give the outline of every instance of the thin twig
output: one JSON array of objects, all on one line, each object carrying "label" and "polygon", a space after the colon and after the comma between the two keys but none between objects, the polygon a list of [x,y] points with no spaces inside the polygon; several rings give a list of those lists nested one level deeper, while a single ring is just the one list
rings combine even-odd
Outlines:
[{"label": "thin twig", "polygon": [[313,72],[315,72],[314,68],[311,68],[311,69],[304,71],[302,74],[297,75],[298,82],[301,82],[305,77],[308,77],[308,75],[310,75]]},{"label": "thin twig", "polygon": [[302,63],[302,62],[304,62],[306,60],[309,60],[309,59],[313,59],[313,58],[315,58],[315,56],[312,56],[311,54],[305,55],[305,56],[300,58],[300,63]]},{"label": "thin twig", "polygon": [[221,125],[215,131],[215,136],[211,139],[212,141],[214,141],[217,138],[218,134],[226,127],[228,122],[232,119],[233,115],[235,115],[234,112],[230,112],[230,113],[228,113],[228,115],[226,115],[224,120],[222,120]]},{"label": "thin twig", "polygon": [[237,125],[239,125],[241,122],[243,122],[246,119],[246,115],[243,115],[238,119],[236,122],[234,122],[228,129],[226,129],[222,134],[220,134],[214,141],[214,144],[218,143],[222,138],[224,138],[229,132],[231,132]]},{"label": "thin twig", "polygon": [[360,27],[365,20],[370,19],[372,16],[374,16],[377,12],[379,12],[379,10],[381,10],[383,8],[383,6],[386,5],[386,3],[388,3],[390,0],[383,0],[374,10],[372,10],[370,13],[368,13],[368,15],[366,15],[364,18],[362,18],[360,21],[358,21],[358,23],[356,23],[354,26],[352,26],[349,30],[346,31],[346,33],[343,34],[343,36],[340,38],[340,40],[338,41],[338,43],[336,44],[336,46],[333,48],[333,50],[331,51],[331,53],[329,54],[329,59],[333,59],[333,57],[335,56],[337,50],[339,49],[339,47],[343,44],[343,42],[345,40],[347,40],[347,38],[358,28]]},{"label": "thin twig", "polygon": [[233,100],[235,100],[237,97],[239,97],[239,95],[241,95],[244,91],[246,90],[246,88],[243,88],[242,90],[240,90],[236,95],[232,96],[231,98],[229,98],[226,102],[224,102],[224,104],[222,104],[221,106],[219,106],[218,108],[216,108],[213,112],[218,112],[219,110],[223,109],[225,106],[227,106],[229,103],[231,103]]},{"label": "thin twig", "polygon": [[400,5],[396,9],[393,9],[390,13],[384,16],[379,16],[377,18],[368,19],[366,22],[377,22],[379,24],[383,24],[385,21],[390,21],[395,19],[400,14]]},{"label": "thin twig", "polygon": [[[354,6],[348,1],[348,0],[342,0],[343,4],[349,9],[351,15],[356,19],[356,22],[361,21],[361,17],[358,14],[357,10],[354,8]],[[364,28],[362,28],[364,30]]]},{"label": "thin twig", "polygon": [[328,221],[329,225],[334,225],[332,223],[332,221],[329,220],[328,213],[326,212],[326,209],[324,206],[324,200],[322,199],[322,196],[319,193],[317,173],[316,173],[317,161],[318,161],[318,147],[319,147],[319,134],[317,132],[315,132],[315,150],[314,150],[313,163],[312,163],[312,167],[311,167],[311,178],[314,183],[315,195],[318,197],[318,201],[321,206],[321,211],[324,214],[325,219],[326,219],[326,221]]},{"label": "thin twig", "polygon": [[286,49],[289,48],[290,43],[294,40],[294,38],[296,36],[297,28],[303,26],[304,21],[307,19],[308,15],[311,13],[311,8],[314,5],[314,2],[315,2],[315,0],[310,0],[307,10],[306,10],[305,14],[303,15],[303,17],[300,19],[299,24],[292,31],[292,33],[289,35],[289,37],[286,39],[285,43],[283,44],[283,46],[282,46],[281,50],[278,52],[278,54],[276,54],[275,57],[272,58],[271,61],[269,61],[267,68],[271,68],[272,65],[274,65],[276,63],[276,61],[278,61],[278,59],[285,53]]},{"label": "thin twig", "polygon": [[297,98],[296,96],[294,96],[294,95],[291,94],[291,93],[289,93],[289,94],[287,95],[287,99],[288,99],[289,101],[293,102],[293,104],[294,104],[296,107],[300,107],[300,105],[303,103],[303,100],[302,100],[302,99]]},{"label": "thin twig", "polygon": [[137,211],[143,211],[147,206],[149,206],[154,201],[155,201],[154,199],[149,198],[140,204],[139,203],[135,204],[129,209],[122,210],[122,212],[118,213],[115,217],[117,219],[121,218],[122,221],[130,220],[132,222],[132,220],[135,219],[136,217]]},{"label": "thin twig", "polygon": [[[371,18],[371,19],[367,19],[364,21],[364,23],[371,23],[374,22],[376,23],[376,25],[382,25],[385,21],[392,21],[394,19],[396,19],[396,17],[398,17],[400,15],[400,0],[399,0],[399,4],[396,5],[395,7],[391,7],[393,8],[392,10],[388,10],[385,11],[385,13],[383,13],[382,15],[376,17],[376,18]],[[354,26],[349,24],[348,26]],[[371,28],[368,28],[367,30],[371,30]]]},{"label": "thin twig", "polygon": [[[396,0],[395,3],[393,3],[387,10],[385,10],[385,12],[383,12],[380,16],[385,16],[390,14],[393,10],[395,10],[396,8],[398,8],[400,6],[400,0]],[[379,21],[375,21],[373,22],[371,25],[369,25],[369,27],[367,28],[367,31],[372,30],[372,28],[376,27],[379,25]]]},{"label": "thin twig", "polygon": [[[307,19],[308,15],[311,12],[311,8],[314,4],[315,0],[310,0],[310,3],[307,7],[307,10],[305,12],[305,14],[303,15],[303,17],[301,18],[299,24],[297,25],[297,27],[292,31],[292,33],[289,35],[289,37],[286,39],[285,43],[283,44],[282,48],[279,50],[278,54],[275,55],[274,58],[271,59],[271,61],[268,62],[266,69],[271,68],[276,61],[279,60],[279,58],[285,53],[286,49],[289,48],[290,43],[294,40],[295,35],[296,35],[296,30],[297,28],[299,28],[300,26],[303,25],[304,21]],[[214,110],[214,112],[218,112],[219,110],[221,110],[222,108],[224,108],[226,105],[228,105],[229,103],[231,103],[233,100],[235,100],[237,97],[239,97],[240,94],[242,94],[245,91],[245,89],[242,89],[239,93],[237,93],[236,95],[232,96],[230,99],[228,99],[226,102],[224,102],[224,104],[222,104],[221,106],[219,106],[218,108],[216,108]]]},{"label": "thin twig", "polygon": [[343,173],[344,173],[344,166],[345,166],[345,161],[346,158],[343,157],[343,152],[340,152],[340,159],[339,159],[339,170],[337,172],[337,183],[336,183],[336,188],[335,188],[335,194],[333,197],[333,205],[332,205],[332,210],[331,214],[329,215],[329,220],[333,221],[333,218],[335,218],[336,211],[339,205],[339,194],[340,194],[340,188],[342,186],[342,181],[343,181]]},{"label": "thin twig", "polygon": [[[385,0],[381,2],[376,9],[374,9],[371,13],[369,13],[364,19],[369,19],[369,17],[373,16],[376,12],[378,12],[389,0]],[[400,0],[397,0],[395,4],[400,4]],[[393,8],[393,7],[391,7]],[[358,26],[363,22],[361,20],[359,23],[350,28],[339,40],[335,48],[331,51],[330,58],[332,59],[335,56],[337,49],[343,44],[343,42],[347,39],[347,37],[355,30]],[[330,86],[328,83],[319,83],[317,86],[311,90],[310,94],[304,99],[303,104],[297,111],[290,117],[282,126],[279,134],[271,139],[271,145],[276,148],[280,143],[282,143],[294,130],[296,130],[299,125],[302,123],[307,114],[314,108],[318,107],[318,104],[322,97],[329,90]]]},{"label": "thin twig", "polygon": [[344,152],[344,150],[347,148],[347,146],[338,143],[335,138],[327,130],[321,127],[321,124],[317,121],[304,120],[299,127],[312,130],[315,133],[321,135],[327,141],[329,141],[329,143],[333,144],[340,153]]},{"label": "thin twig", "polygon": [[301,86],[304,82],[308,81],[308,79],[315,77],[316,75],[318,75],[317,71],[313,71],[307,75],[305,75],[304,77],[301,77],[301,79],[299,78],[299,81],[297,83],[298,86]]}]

_What you should do:_ Search the listing above for the lines with "output: one JSON" and "rings combine even-odd", then output those lines and all lines between them exactly.

_Response:_
output: one JSON array of objects, all on one line, each object carrying "label" and "polygon", a space after the colon and after the comma between the two keys but none between objects, the polygon a list of [x,y] points with no spaces inside the polygon; several rings give a list of those lists nested one level deeper, while a single ring is just the one list
rings combine even-odd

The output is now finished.